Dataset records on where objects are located
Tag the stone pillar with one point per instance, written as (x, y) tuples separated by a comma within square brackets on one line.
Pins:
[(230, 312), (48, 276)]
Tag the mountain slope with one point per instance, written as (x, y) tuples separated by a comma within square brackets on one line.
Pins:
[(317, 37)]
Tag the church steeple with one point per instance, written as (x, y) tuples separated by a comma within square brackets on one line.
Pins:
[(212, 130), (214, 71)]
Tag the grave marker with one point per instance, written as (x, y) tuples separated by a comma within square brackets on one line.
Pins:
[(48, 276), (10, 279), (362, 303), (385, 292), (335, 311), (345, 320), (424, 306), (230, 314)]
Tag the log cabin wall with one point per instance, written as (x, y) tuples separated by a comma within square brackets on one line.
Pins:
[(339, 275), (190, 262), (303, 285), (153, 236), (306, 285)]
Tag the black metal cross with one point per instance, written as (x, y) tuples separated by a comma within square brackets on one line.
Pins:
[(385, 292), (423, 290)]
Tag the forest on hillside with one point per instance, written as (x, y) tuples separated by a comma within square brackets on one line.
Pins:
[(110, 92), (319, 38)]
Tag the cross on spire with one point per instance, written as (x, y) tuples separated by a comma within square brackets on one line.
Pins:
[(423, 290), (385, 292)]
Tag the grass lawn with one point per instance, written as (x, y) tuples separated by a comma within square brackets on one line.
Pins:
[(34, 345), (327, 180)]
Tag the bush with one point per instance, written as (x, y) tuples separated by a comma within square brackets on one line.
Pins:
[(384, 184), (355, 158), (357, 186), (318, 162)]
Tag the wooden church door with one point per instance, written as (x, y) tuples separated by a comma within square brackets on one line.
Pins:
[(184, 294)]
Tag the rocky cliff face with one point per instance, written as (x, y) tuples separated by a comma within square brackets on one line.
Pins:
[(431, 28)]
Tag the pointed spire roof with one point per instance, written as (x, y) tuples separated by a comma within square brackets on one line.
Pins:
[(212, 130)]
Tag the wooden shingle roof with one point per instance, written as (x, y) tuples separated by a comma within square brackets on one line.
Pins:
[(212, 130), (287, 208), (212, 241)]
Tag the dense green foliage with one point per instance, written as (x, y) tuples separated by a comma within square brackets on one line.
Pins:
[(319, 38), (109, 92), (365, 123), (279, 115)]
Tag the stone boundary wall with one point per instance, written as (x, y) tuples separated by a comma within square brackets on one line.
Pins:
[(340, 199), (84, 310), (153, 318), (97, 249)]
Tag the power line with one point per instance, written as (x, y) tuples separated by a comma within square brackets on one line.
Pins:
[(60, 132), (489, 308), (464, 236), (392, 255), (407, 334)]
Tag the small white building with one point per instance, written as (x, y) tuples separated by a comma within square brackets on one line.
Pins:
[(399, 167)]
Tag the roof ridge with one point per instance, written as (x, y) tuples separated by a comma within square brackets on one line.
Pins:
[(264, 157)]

SHORT TASK = Reproduce the material verbatim, beginning at the line containing "Tag the black" and continuing through the line containing "[(34, 345), (327, 180)]", with both of those lines included.

SOLVED PROBLEM =
Tag the black metal cross with one point per instance, written as (x, y) tuples separated by a comma within square brackets on one line.
Pins:
[(385, 292), (423, 290)]
Tag the forest on hillside with one point per instance, written as (x, y) tuples separated by a comma within square brackets on one line.
Pins:
[(110, 92), (319, 38)]
Tag the cross on spire with one point per instance, written as (x, y) tuples separated by a comma within square brackets on one line.
Pins:
[(423, 290), (385, 292)]
Tag the grass lawn with one point per instance, written as (x, y) tuples separated by a comma within square brackets on one line.
Pins:
[(34, 345), (327, 180)]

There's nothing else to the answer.